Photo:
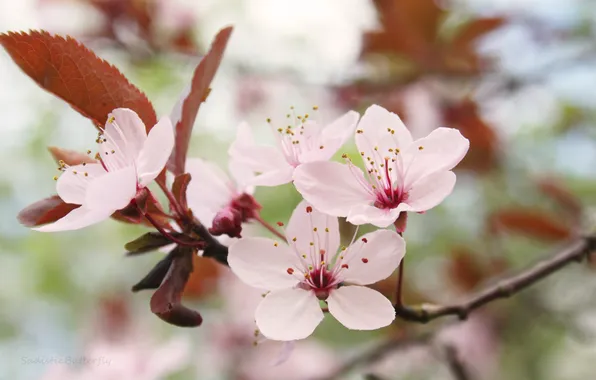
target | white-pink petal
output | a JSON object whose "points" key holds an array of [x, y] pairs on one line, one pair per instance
{"points": [[373, 257], [429, 191], [314, 227], [360, 308], [375, 131], [288, 314], [155, 152], [441, 150], [112, 191], [76, 219], [332, 188], [72, 187], [274, 177], [265, 264], [132, 127], [364, 214]]}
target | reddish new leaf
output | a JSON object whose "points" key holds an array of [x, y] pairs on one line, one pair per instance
{"points": [[179, 189], [69, 70], [190, 103], [70, 157], [165, 302], [475, 29], [45, 211], [531, 222]]}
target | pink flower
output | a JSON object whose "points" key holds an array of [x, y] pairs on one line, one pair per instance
{"points": [[298, 143], [401, 174], [217, 201], [310, 269], [129, 160]]}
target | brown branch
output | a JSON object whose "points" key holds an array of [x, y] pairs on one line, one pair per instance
{"points": [[379, 352], [575, 252]]}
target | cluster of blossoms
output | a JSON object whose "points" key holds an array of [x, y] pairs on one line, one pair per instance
{"points": [[306, 272]]}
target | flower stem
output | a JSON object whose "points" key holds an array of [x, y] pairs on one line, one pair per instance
{"points": [[175, 205], [269, 227], [399, 227], [161, 230]]}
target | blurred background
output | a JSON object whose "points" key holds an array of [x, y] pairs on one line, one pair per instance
{"points": [[517, 77]]}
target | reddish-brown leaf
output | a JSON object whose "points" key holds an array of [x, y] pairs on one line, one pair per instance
{"points": [[70, 157], [557, 191], [179, 189], [190, 103], [45, 211], [530, 222], [69, 70], [165, 302], [484, 153], [475, 29], [203, 279]]}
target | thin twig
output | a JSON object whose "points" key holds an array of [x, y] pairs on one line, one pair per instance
{"points": [[456, 366], [575, 252], [379, 352]]}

Task to complete:
In the material, find each line with the word "reddish" and list it.

Solution below:
target | reddish new leaf
target | reddish-brown leaf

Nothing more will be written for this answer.